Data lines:
-.-.-

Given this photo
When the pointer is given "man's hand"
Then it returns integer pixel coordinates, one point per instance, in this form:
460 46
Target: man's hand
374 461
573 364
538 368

-.-.-

● Written problem
Copy every one of the lines above word for word, with nothing changed.

● Answer for the task
Given this photo
When the pointer is given "man's hand"
Then it returns integer pixel coordinates, one point per instance, in this form:
460 46
Target: man's hand
374 461
573 364
538 368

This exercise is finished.